RECORDS FOR PROCESSING:
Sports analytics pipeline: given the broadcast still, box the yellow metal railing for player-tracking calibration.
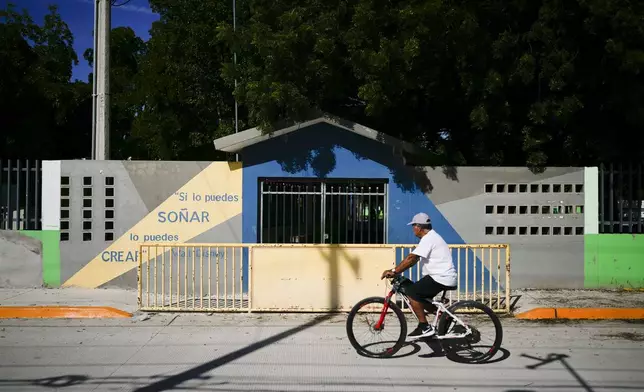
[138,243,510,312]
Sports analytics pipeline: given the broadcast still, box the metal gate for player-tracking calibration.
[0,159,42,230]
[258,178,388,244]
[599,162,644,234]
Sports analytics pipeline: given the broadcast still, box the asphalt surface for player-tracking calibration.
[0,314,644,392]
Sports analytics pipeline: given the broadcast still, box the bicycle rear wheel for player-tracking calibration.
[438,301,503,363]
[346,297,407,357]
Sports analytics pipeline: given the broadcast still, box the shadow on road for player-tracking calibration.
[521,354,594,392]
[134,313,335,392]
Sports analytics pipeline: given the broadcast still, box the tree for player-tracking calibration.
[218,0,644,170]
[132,0,239,160]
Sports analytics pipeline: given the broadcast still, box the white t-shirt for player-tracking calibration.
[411,229,457,286]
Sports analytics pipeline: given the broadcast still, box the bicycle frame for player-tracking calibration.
[374,289,472,340]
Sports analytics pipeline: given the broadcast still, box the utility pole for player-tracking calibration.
[233,0,239,162]
[92,0,112,160]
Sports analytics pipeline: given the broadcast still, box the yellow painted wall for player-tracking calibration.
[251,245,395,311]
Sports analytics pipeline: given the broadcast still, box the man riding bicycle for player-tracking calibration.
[380,212,457,338]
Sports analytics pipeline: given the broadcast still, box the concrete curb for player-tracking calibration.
[515,308,644,320]
[0,306,132,319]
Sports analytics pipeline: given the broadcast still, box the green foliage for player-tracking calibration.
[0,0,644,171]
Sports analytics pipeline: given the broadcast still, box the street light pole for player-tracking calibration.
[94,0,112,160]
[233,0,239,162]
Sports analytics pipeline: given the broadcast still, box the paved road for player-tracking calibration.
[0,314,644,392]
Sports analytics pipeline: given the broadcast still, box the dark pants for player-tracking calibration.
[405,275,456,302]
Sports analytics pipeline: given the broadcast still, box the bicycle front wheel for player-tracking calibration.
[438,301,503,363]
[347,297,407,357]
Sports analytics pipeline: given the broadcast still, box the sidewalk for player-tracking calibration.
[0,288,644,319]
[512,290,644,319]
[0,288,138,318]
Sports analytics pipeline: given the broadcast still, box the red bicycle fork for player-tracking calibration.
[374,290,394,331]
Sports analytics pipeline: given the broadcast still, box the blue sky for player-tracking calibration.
[12,0,159,81]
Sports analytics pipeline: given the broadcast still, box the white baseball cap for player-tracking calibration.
[407,212,431,226]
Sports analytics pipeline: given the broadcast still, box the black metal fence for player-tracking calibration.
[258,178,387,244]
[0,159,42,230]
[599,162,644,234]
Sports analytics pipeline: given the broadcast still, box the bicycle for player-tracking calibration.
[346,275,503,363]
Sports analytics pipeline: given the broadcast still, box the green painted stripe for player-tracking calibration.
[584,234,644,289]
[20,230,60,287]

THE REQUEST: Please count the lines in the listing above that contain the string "wheel", treating case as significant, and give only that number.

EXERCISE OUTPUT: 2